* EXERCISE PROMPT *
Could you write out the lines below word for word, leaving the pictures out?

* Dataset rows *
>> BEGIN
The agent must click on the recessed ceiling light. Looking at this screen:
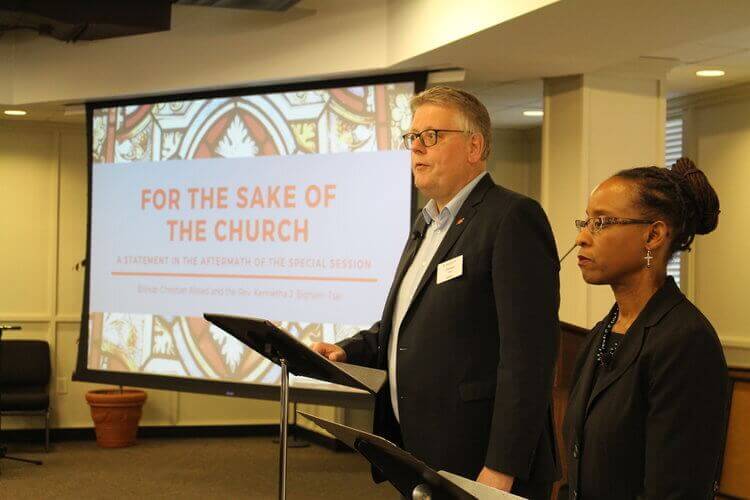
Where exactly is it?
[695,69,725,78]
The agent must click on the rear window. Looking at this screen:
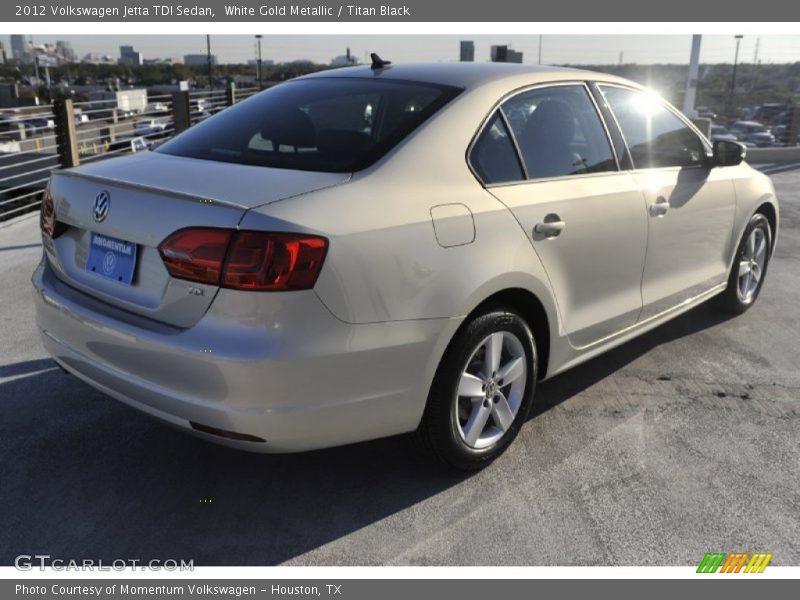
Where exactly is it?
>> END
* TASK RESPONSE *
The agent must click on the recessed ceiling light. Looking at this screen:
Where exactly is it?
[695,69,725,78]
The agent must click on the rear window. Looking at this screen:
Where exactly is it?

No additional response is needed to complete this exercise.